* [WHAT IS REQUIRED]: Two lines mark the range in the entries below: the one holding "In this exercise you will find the dirty" and the one holding "[(613, 275)]". Set down those two and all lines between them, exactly.

* [INPUT DATA]:
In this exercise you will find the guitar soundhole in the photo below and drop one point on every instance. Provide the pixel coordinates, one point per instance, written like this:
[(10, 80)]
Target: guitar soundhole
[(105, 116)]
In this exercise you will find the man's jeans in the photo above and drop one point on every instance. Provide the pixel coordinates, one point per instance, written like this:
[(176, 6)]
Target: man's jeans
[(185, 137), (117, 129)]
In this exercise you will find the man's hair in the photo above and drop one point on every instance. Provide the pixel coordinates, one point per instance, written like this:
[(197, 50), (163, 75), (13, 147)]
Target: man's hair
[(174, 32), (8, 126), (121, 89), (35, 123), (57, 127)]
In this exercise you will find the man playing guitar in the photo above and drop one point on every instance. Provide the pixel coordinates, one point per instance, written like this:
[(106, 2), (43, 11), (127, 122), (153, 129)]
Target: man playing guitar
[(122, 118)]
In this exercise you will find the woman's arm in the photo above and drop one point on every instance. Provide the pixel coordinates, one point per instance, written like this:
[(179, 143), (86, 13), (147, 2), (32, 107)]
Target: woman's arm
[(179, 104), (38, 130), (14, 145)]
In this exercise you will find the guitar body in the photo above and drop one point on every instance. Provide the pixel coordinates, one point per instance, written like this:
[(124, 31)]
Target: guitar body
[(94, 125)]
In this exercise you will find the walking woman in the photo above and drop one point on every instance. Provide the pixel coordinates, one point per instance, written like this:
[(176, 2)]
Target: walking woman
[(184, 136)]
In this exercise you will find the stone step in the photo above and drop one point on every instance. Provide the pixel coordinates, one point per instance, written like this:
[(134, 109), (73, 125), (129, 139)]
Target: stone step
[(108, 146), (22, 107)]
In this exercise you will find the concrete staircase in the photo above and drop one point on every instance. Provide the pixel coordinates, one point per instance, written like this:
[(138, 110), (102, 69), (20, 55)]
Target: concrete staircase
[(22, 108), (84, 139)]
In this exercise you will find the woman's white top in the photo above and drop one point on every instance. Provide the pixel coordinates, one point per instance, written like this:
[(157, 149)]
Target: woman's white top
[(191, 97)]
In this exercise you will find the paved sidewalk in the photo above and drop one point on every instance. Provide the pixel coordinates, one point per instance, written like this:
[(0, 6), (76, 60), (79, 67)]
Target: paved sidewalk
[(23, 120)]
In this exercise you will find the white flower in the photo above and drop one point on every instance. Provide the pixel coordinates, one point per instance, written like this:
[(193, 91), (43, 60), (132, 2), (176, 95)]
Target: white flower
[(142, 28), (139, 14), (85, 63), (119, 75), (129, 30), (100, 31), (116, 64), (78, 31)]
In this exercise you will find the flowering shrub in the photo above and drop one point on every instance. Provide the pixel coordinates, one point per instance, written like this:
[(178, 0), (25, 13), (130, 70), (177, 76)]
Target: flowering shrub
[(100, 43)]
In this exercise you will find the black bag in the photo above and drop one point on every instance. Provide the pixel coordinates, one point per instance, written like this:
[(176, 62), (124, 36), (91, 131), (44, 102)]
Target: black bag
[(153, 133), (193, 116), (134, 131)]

--

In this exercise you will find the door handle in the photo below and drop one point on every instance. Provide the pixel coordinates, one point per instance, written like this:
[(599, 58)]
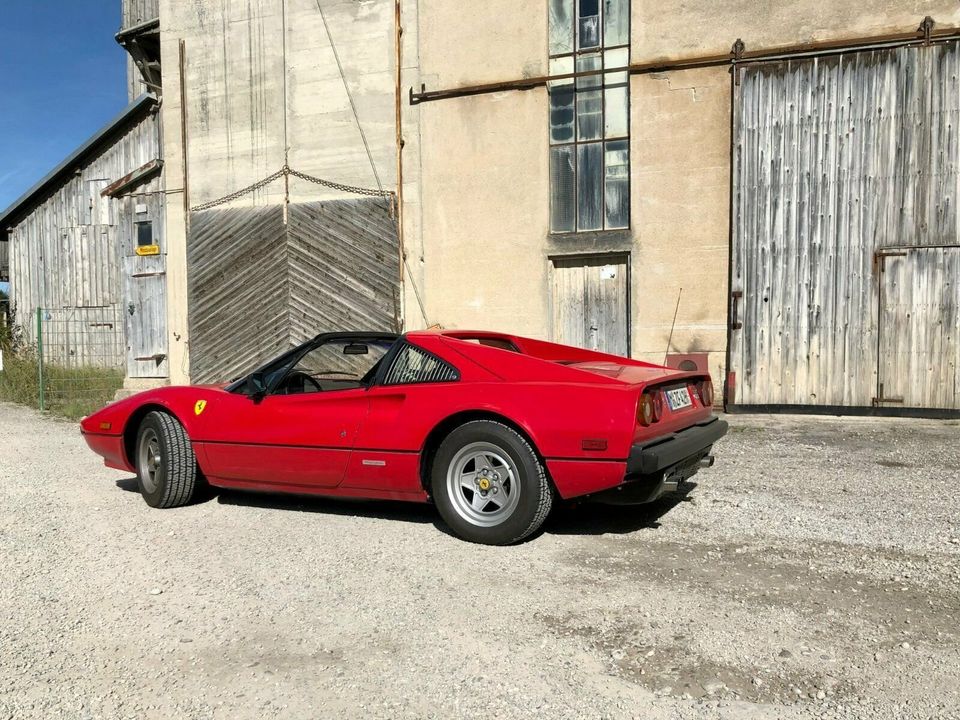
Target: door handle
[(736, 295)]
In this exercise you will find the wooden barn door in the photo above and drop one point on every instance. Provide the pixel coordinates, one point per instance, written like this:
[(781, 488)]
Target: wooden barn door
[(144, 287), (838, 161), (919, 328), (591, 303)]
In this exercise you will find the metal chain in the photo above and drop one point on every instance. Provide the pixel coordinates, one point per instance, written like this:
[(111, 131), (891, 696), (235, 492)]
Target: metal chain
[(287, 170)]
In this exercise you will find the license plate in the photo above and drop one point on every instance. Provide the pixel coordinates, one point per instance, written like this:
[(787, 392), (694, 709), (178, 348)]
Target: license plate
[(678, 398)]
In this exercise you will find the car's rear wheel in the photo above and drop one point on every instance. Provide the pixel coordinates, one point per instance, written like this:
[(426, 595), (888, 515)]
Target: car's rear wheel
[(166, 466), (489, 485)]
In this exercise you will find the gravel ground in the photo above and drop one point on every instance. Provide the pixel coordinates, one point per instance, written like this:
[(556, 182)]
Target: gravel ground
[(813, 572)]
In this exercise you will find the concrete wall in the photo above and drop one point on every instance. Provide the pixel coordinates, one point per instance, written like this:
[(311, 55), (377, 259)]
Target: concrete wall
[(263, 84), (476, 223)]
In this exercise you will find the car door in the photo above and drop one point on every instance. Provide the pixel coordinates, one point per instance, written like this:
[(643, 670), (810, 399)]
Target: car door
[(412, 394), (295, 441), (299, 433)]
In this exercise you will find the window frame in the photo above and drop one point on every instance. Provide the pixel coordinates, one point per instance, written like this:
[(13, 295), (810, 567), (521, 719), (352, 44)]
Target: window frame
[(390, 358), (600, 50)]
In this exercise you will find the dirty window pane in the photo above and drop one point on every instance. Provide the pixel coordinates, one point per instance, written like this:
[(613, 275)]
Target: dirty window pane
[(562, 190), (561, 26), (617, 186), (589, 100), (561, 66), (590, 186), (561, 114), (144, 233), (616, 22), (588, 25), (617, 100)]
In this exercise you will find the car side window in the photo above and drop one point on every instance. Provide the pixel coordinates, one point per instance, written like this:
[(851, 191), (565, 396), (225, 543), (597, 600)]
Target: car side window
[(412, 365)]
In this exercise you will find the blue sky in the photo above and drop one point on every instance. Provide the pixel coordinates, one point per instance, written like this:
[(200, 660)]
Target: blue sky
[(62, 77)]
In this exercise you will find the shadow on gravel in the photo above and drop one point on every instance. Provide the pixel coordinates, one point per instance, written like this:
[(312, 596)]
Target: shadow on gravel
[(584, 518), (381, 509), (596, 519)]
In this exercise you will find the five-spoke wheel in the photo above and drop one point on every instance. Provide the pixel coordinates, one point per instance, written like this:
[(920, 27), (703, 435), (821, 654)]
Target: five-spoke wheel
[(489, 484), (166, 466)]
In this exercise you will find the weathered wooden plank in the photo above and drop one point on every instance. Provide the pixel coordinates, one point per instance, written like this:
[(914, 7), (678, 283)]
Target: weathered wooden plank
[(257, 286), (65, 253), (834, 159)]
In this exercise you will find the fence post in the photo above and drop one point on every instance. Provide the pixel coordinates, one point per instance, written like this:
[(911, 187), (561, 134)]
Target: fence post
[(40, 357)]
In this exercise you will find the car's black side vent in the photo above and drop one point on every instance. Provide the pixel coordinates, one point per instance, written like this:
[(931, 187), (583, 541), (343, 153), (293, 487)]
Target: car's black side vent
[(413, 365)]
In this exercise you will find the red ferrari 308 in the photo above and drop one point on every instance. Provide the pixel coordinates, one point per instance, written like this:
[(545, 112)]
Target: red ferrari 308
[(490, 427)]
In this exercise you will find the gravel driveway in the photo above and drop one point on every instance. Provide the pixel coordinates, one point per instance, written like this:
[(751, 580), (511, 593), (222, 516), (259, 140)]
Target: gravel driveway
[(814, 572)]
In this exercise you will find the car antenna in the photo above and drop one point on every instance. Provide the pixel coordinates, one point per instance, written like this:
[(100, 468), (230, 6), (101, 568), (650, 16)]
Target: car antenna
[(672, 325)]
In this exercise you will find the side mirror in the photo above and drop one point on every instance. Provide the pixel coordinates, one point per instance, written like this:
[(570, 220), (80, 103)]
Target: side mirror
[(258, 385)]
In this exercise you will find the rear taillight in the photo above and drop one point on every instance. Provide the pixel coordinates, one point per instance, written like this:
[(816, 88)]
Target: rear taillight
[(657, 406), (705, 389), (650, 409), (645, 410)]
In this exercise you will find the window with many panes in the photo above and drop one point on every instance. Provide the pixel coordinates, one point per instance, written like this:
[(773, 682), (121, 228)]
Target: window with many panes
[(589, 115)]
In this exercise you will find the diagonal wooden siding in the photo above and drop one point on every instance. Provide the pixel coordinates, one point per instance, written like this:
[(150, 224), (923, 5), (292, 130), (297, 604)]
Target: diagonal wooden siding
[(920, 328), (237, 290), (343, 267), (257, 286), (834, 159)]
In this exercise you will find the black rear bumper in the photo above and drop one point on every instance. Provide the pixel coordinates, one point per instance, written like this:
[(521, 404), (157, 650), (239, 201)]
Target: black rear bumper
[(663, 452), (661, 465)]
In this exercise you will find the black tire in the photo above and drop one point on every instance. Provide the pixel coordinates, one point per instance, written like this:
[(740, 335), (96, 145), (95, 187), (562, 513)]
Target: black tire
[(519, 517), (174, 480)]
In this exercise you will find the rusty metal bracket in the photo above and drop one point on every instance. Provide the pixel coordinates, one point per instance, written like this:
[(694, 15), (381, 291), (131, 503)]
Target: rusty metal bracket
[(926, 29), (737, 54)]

* [YOUR SOLUTION]:
In this exercise you will find the dirty window pane in the photo above and drop one point on every instance. Provide the pixel coordinates, one point per instance, written like this:
[(613, 275)]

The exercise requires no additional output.